◆ **What this exercise asks**:
A - In the forum thread below about collectible Surefires, why does the original poster vote for the M4 and M3T?
B - From the forum thread below about collectible Surefires, write out the passage that begins with the words "## cland72 (Nov" and ends after "they are available.".

# Which Surefires do you think will be collectibles in the near future?



## cland72 (Nov 28, 2012)

Just thought about this myself, and was curious as to the collective's opinion.

I know certain lights have become collectors (9Z, D3, old school 6P round, etc) that quickly get snatched up in the MP these days, but I'm curious which models (if any) you think may be worth grabbing up now while they are available.

The M2 seems to be on this list, and the M3/M4/M6 have all recently been discontinued, so I wonder if they too will become collectors, or if the chances aren't good simply due to the sheer volume of lights sold over the years. I can maybe see the E1B becoming a collector, given it's popularity and great regulation, but it was also mass produced from approx 2007-2012 until the EB1 finally came out.

So, in your opinion, which models do you see potentially being collectors items, and why?

My votes: M4, M3T, based on lego-ability and relatively limited production (compared to G2, 6P, & 9P).

◆ **Material shown**:
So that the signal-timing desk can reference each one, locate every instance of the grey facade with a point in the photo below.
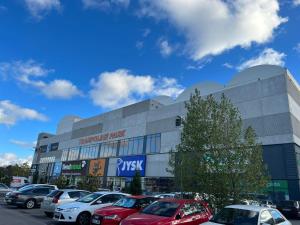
(267, 96)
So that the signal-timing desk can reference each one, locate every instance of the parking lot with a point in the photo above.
(10, 215)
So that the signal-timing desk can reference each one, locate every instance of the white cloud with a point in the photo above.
(10, 113)
(23, 144)
(119, 88)
(297, 48)
(7, 159)
(214, 26)
(105, 4)
(296, 2)
(165, 48)
(267, 56)
(30, 73)
(39, 8)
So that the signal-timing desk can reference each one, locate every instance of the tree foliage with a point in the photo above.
(135, 185)
(217, 156)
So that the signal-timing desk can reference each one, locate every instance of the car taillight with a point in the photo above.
(55, 200)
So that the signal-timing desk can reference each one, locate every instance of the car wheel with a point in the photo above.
(30, 204)
(49, 214)
(84, 219)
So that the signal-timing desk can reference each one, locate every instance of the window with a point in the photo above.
(266, 217)
(74, 194)
(64, 156)
(73, 154)
(277, 217)
(153, 143)
(89, 152)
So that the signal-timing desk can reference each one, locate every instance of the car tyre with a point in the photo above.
(84, 218)
(30, 204)
(49, 214)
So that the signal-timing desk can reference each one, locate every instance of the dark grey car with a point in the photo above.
(28, 198)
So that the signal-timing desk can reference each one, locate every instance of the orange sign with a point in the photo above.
(97, 167)
(103, 137)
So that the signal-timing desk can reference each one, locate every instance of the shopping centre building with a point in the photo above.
(112, 145)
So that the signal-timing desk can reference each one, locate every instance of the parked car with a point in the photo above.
(267, 203)
(112, 215)
(171, 211)
(29, 197)
(81, 210)
(289, 208)
(248, 215)
(59, 197)
(4, 189)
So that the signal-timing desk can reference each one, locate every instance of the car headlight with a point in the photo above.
(112, 217)
(71, 209)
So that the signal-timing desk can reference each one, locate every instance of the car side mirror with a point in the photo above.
(177, 217)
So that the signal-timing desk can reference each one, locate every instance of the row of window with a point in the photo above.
(131, 146)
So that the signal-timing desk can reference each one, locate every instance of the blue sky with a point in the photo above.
(85, 57)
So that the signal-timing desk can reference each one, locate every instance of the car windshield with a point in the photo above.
(89, 198)
(287, 203)
(26, 187)
(160, 208)
(126, 202)
(231, 216)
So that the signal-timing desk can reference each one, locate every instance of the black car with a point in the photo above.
(28, 197)
(289, 208)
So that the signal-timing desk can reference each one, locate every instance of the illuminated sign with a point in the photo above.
(103, 137)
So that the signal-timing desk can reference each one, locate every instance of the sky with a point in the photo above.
(86, 57)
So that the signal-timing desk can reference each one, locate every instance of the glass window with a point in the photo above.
(278, 218)
(266, 217)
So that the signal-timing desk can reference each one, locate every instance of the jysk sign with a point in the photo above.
(127, 166)
(77, 168)
(57, 169)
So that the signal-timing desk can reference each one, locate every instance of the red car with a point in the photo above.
(112, 215)
(170, 212)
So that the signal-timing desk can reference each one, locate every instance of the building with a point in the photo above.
(112, 145)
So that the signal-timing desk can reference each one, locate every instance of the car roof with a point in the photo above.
(180, 201)
(248, 207)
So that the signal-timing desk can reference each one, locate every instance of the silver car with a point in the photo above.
(59, 197)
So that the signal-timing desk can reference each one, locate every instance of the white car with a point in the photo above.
(248, 215)
(81, 210)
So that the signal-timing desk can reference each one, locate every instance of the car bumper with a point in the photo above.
(65, 217)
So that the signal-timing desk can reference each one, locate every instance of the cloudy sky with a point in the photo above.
(85, 57)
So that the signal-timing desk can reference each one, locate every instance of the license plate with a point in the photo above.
(95, 221)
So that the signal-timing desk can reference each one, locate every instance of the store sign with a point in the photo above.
(127, 166)
(57, 169)
(77, 168)
(102, 137)
(97, 167)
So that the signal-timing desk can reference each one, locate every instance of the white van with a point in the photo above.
(18, 181)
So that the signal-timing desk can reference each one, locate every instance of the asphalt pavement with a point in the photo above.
(10, 215)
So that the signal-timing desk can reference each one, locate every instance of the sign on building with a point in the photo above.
(127, 166)
(97, 167)
(57, 169)
(76, 168)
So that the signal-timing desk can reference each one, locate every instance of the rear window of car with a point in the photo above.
(54, 193)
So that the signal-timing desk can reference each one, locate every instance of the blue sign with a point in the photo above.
(57, 169)
(127, 166)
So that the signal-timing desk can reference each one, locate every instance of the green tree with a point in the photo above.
(135, 185)
(216, 155)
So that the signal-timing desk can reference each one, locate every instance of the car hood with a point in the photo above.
(145, 219)
(73, 205)
(115, 210)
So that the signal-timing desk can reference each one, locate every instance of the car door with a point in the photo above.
(278, 218)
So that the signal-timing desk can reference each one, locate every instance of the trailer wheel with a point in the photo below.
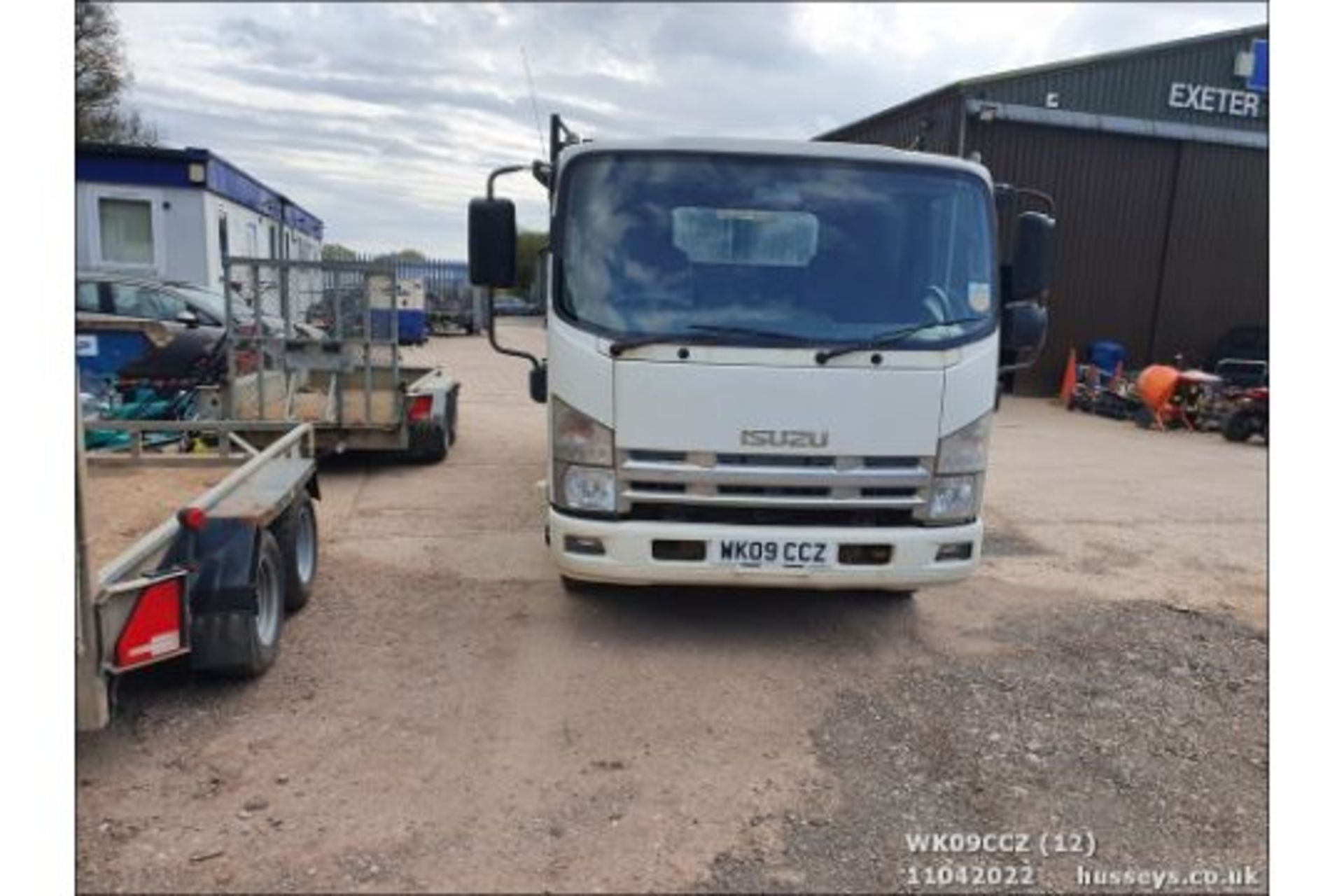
(296, 531)
(246, 645)
(428, 442)
(1241, 426)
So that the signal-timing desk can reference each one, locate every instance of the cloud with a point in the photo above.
(385, 118)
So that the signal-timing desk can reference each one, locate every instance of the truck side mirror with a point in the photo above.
(1023, 327)
(1034, 257)
(492, 244)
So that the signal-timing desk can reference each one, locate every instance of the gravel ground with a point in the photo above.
(444, 716)
(1158, 748)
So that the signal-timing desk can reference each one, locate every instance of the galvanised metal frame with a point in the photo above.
(283, 267)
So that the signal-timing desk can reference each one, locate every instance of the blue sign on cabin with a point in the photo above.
(1259, 78)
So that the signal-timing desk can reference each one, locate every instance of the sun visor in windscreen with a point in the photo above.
(753, 237)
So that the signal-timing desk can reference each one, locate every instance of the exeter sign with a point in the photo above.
(1252, 66)
(1222, 101)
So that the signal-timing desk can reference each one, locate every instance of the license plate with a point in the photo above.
(772, 554)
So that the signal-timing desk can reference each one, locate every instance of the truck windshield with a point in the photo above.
(804, 248)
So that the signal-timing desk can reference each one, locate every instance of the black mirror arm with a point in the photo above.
(489, 290)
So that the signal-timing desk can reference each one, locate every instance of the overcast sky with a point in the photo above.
(385, 118)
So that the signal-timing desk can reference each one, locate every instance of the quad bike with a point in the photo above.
(1249, 418)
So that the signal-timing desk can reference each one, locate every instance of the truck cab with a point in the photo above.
(769, 363)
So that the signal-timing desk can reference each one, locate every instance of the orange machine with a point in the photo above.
(1174, 397)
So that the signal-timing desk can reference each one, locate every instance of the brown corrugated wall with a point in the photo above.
(1113, 195)
(1217, 273)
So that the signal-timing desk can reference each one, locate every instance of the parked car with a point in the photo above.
(192, 316)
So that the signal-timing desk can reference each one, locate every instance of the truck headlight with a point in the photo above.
(953, 498)
(588, 488)
(585, 453)
(578, 438)
(967, 450)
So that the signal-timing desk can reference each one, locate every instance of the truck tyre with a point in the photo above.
(581, 589)
(296, 531)
(428, 442)
(248, 650)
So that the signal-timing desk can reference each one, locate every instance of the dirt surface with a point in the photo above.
(444, 716)
(125, 503)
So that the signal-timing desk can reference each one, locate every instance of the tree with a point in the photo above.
(528, 245)
(101, 77)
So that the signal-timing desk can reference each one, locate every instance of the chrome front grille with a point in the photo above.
(773, 480)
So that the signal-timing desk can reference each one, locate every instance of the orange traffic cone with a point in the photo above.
(1066, 388)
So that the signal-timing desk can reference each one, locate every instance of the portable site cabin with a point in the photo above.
(174, 214)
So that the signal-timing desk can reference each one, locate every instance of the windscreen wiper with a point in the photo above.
(702, 335)
(891, 337)
(790, 339)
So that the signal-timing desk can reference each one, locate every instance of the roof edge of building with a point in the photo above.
(960, 86)
(186, 155)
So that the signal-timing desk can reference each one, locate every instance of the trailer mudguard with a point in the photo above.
(222, 602)
(223, 554)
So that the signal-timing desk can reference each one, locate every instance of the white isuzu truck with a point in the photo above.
(771, 363)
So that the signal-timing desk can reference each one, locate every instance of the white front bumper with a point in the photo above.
(628, 555)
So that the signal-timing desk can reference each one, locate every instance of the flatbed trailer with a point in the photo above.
(198, 555)
(350, 383)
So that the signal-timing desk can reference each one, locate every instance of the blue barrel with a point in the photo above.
(413, 327)
(1107, 356)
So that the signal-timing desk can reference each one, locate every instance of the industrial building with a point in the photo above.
(1158, 159)
(174, 214)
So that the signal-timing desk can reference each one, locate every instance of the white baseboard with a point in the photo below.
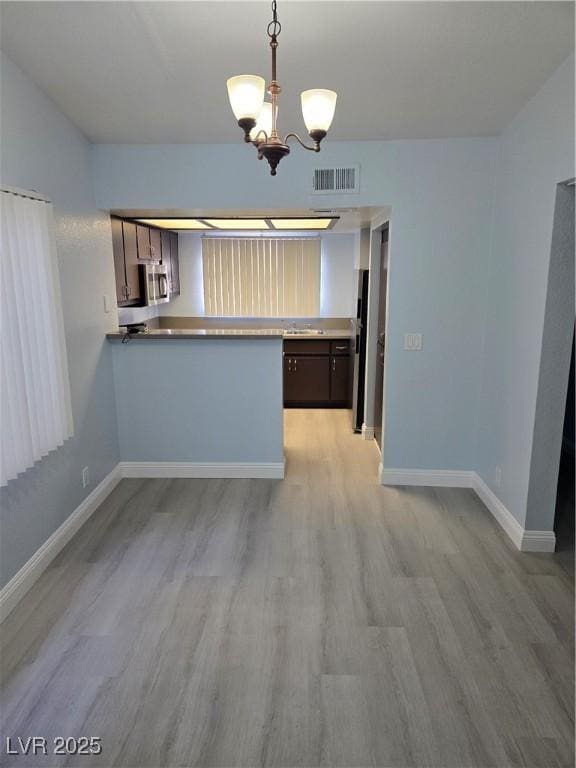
(21, 582)
(367, 432)
(525, 541)
(502, 514)
(201, 469)
(433, 477)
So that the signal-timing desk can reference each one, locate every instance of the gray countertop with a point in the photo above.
(228, 333)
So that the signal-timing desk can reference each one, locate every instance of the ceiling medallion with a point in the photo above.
(257, 118)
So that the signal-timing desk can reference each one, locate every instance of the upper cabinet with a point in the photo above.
(125, 249)
(175, 265)
(134, 244)
(155, 247)
(143, 240)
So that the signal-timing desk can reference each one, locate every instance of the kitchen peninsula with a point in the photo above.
(200, 402)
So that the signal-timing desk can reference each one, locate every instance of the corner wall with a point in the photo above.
(440, 192)
(535, 153)
(42, 150)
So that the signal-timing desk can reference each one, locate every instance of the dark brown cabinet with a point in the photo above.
(316, 373)
(143, 241)
(175, 268)
(131, 262)
(155, 246)
(119, 265)
(134, 244)
(306, 379)
(170, 260)
(339, 378)
(125, 251)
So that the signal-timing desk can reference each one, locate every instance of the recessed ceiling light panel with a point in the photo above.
(237, 223)
(301, 223)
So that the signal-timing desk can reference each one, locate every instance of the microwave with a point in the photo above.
(154, 279)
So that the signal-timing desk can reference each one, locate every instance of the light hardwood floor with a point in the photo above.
(317, 621)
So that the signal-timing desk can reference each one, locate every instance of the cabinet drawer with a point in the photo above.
(340, 347)
(306, 347)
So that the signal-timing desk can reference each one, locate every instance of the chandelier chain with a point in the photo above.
(274, 27)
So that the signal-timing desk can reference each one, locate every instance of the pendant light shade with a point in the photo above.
(246, 94)
(258, 119)
(318, 106)
(263, 124)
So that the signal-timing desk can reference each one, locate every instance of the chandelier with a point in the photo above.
(258, 118)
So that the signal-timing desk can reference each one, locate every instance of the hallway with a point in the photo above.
(317, 621)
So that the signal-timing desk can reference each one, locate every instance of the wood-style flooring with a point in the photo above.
(317, 621)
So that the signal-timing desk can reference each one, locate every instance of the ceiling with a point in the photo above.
(155, 72)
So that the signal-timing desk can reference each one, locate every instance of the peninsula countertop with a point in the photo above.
(227, 333)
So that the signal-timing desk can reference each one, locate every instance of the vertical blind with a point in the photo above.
(261, 277)
(35, 403)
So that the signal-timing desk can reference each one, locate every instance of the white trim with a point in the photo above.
(538, 541)
(501, 513)
(201, 469)
(21, 582)
(367, 432)
(431, 477)
(525, 541)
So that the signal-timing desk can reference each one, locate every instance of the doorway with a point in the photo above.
(381, 338)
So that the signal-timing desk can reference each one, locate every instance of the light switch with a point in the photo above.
(413, 342)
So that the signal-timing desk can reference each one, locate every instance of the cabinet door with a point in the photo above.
(119, 266)
(155, 245)
(143, 240)
(306, 379)
(340, 379)
(166, 257)
(175, 263)
(131, 262)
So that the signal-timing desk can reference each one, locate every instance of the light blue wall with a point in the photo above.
(206, 401)
(535, 153)
(42, 150)
(440, 193)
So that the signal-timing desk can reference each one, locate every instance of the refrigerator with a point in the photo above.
(360, 328)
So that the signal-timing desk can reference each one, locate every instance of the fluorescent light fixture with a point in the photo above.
(301, 223)
(237, 223)
(175, 223)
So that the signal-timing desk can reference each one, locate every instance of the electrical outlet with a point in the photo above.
(413, 342)
(498, 477)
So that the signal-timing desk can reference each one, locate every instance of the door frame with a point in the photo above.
(376, 228)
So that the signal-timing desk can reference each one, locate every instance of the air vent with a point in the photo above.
(336, 180)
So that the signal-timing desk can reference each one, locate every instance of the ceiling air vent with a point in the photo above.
(336, 180)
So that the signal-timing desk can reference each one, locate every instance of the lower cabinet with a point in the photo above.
(313, 376)
(339, 379)
(306, 379)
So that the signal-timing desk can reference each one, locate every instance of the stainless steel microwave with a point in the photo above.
(154, 279)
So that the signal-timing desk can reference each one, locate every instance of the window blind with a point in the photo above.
(35, 403)
(261, 277)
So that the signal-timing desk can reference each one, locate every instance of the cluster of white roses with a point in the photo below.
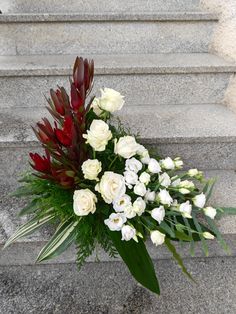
(117, 189)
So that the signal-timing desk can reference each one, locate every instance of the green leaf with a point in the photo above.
(30, 227)
(60, 241)
(138, 261)
(177, 257)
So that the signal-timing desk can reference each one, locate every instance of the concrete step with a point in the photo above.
(35, 34)
(154, 78)
(99, 6)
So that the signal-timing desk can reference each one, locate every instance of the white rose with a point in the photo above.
(154, 166)
(115, 221)
(210, 212)
(145, 178)
(164, 180)
(126, 146)
(84, 202)
(158, 214)
(111, 100)
(133, 164)
(164, 197)
(186, 209)
(167, 163)
(91, 168)
(111, 186)
(98, 135)
(140, 189)
(199, 200)
(128, 233)
(121, 203)
(157, 237)
(131, 178)
(139, 206)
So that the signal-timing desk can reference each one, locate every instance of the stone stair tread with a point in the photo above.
(159, 63)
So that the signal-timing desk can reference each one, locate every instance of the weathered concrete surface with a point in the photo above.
(108, 288)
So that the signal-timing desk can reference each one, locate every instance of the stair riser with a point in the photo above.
(99, 6)
(104, 37)
(138, 89)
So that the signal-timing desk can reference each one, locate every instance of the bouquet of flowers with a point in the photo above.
(99, 186)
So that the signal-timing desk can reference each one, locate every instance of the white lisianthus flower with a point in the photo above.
(84, 202)
(126, 146)
(150, 196)
(111, 100)
(210, 212)
(158, 214)
(128, 233)
(139, 206)
(140, 189)
(131, 178)
(199, 200)
(145, 177)
(111, 186)
(115, 221)
(98, 135)
(164, 180)
(91, 168)
(154, 166)
(167, 163)
(121, 203)
(164, 197)
(133, 164)
(186, 209)
(157, 237)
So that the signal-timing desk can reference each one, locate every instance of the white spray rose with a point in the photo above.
(158, 214)
(210, 212)
(157, 237)
(126, 146)
(133, 164)
(115, 221)
(145, 178)
(128, 233)
(164, 180)
(140, 189)
(164, 197)
(154, 166)
(91, 168)
(98, 135)
(84, 202)
(111, 100)
(112, 186)
(199, 200)
(139, 206)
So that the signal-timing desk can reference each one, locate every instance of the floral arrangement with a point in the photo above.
(99, 186)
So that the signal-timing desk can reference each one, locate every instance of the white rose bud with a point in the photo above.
(158, 214)
(115, 221)
(139, 206)
(210, 212)
(98, 135)
(126, 146)
(128, 233)
(140, 189)
(145, 178)
(133, 164)
(199, 200)
(157, 237)
(111, 186)
(154, 166)
(167, 163)
(91, 168)
(84, 202)
(164, 197)
(111, 100)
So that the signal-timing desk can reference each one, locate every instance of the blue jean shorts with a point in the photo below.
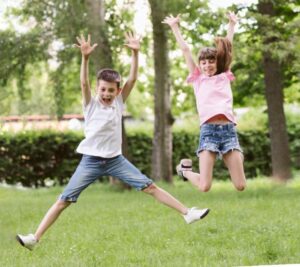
(91, 168)
(218, 138)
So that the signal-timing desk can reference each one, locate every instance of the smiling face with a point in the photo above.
(208, 67)
(208, 61)
(107, 92)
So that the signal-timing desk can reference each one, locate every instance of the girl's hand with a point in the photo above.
(232, 17)
(85, 45)
(171, 21)
(132, 41)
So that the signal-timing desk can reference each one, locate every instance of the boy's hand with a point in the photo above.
(132, 41)
(171, 21)
(85, 45)
(233, 18)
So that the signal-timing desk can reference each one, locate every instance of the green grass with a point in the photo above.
(112, 228)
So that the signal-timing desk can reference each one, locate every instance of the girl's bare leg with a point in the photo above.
(203, 180)
(234, 162)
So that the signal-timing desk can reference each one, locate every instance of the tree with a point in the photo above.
(273, 76)
(162, 141)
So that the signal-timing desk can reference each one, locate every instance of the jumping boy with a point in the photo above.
(101, 147)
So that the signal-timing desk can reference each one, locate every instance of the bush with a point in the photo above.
(32, 157)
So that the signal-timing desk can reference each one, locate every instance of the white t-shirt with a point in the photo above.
(102, 129)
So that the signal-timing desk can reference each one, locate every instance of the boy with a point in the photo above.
(101, 147)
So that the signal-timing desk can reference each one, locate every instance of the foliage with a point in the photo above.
(259, 226)
(31, 157)
(283, 29)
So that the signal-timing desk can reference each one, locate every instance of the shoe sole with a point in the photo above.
(21, 242)
(205, 213)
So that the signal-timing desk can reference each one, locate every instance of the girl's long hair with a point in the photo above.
(222, 53)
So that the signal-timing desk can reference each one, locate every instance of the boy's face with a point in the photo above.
(208, 66)
(107, 92)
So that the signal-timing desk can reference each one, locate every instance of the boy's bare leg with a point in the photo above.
(234, 162)
(164, 197)
(203, 180)
(50, 217)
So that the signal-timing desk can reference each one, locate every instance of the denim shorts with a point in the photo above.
(218, 138)
(91, 168)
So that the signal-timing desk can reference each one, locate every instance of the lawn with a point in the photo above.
(108, 227)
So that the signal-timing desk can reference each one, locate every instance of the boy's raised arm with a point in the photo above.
(232, 21)
(133, 43)
(86, 49)
(173, 22)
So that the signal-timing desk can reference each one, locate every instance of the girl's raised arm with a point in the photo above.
(173, 22)
(232, 21)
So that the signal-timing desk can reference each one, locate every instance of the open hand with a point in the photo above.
(171, 20)
(233, 18)
(132, 41)
(85, 45)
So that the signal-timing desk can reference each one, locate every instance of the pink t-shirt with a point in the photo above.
(213, 94)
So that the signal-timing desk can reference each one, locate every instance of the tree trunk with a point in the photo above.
(102, 56)
(281, 163)
(162, 141)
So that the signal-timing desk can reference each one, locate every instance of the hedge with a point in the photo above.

◆ **Answers in order**:
A - The poster picks the M4 and M3T because of their lego-ability and their relatively limited production compared with the G2, 6P, and 9P.

B -
## cland72 (Nov 28, 2012)

Just thought about this myself, and was curious as to the collective's opinion.

I know certain lights have become collectors (9Z, D3, old school 6P round, etc) that quickly get snatched up in the MP these days, but I'm curious which models (if any) you think may be worth grabbing up now while they are available.